SHORT PROBLEM >> Starting at the first line of the entries below and ending at the line that contains "[31, 88, 393, 102]", put each line into a JSON list as its own string, leaving out blank lines.

##########

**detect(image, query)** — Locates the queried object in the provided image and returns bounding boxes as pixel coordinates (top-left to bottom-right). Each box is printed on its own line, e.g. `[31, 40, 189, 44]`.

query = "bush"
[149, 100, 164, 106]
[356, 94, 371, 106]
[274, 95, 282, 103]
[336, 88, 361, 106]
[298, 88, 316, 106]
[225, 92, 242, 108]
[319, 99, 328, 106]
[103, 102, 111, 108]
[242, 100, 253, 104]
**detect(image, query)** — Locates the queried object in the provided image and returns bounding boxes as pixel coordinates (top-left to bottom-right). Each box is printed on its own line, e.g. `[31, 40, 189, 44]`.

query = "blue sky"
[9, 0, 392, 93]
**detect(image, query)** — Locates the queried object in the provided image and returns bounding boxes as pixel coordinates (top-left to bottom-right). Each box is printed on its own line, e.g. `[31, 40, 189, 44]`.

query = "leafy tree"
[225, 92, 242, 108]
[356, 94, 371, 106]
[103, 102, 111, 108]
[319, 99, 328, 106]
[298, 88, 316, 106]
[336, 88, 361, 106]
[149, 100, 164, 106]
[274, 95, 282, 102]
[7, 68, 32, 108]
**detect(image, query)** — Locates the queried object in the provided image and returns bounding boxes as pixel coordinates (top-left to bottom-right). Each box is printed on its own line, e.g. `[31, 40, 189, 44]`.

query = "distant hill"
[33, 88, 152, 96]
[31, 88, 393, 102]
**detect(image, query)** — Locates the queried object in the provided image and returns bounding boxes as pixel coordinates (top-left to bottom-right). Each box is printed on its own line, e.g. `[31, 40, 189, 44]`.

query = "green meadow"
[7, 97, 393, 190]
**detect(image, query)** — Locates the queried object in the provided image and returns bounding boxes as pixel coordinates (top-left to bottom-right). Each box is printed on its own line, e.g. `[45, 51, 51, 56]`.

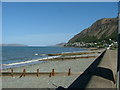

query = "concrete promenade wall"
[56, 50, 117, 90]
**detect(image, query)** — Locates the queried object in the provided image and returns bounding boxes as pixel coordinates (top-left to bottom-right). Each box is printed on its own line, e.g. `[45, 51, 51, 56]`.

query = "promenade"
[68, 50, 117, 89]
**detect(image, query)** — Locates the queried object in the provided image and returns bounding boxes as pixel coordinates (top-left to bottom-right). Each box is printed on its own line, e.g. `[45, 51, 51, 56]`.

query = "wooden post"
[37, 69, 39, 77]
[11, 69, 13, 77]
[68, 68, 71, 76]
[19, 69, 26, 78]
[49, 73, 51, 77]
[52, 69, 55, 76]
[23, 69, 26, 77]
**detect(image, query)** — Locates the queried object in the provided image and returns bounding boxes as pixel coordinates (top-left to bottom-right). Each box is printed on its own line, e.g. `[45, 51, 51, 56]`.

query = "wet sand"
[2, 50, 102, 88]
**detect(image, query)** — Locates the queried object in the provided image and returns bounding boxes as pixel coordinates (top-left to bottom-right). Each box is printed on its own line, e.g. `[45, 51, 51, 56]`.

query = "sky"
[2, 2, 118, 46]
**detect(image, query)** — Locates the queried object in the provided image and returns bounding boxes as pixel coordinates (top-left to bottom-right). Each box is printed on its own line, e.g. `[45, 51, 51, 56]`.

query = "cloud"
[3, 33, 74, 46]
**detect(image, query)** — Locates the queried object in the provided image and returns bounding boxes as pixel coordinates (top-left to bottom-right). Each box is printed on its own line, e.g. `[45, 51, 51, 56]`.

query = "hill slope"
[68, 18, 118, 43]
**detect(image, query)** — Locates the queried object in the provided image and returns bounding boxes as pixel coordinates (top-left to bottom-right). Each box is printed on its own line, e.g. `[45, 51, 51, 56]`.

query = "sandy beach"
[2, 56, 99, 88]
[2, 49, 104, 88]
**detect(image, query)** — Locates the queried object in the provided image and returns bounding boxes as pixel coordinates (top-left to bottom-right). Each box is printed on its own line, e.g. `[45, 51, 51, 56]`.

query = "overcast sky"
[2, 2, 118, 46]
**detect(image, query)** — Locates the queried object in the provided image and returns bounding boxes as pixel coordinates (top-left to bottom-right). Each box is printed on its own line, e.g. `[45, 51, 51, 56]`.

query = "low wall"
[56, 50, 117, 90]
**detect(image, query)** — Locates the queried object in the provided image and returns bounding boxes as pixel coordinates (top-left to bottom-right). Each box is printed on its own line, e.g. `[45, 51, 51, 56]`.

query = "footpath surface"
[87, 50, 117, 88]
[68, 50, 117, 89]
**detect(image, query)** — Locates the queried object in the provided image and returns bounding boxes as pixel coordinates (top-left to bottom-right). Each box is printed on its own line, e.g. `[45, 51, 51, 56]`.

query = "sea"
[0, 46, 86, 69]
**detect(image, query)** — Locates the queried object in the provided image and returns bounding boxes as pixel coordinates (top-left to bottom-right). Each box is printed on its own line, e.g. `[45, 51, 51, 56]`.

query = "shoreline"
[2, 50, 102, 70]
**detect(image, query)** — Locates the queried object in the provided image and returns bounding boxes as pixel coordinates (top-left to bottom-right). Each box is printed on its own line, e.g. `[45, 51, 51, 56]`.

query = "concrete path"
[87, 50, 117, 88]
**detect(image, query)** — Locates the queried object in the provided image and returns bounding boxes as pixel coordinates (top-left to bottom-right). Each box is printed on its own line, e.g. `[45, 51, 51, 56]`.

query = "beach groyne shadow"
[56, 50, 115, 90]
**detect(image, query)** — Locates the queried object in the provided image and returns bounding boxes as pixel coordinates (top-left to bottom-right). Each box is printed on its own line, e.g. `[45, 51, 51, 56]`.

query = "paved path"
[87, 50, 117, 88]
[68, 50, 117, 89]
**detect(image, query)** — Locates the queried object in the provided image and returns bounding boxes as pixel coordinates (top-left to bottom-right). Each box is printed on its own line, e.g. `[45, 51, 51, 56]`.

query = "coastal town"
[64, 39, 118, 49]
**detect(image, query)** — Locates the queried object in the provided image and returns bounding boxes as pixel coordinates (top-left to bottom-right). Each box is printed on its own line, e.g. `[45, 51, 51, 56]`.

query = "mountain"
[68, 17, 118, 43]
[0, 44, 27, 47]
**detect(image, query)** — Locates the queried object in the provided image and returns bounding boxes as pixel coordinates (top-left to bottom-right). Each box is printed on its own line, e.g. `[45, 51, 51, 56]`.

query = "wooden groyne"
[47, 51, 101, 56]
[1, 68, 82, 78]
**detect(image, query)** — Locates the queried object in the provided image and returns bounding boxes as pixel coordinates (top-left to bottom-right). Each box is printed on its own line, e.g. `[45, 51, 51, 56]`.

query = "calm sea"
[0, 46, 86, 68]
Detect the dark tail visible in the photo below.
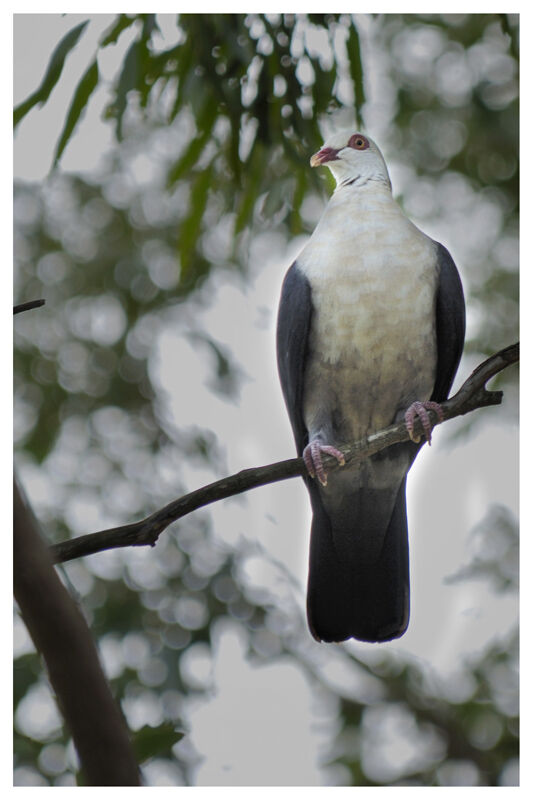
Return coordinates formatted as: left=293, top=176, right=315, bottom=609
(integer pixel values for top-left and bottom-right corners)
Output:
left=307, top=478, right=409, bottom=642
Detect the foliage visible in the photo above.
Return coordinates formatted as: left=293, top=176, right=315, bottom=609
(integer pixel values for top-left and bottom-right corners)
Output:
left=15, top=14, right=518, bottom=785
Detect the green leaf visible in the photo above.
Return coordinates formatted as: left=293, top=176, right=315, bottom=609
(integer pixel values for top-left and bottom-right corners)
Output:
left=13, top=20, right=89, bottom=127
left=114, top=41, right=141, bottom=141
left=167, top=102, right=218, bottom=186
left=346, top=21, right=365, bottom=125
left=179, top=163, right=213, bottom=282
left=54, top=61, right=99, bottom=166
left=133, top=722, right=185, bottom=764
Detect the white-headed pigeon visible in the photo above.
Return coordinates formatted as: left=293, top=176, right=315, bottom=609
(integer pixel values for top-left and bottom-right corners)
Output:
left=277, top=133, right=465, bottom=642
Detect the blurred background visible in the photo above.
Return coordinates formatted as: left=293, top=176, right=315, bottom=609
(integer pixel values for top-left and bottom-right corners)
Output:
left=14, top=14, right=518, bottom=786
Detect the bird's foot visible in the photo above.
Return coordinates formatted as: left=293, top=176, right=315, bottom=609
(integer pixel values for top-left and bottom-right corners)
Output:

##########

ANSWER TO THE PROBLEM >>
[
  "**detect(image, query)** — Locates the queried object in the provided image and returns bounding boxes as pixel coordinates (top-left to bottom-right). Each box is printed on its own line, e.g. `[31, 40, 189, 44]`.",
  "query = \"bush\"",
  "[149, 100, 164, 106]",
  "[356, 94, 371, 106]",
  "[274, 95, 282, 103]",
  "[336, 88, 361, 106]",
  "[298, 88, 316, 106]",
  "[225, 92, 242, 108]",
  "[319, 99, 328, 106]",
  "[103, 102, 111, 108]",
  "[242, 100, 253, 104]",
  "**detect(image, query)** — Locates the queried object in the provided image and returns bounding boxes as pixel coordinates (top-left to bottom-right). Each box is printed on its own line, e.g. `[31, 40, 189, 44]`.",
  "query = \"blue sky\"",
  "[9, 0, 392, 93]",
  "**detect(image, query)** — Locates the queried object in the provided image and returns bounding boxes as pixel coordinates (top-left to bottom-right). Each box is printed on its own line, e.g. `[31, 40, 189, 44]`.",
  "query = \"leafy tree\"",
  "[225, 92, 242, 108]",
  "[356, 94, 371, 106]",
  "[103, 102, 111, 108]",
  "[319, 99, 328, 106]",
  "[298, 88, 316, 106]",
  "[336, 88, 361, 106]",
  "[149, 100, 164, 106]",
  "[274, 95, 282, 102]",
  "[7, 68, 32, 108]",
  "**detect(image, query)** — Locates the queried object in the provided image and returns bounding boxes as pixel coordinates (top-left to bottom-right). Each box is printed on its own line, e.g. `[31, 40, 189, 44]`.",
  "query = \"distant hill\"",
  "[33, 88, 152, 96]",
  "[31, 88, 393, 102]"
]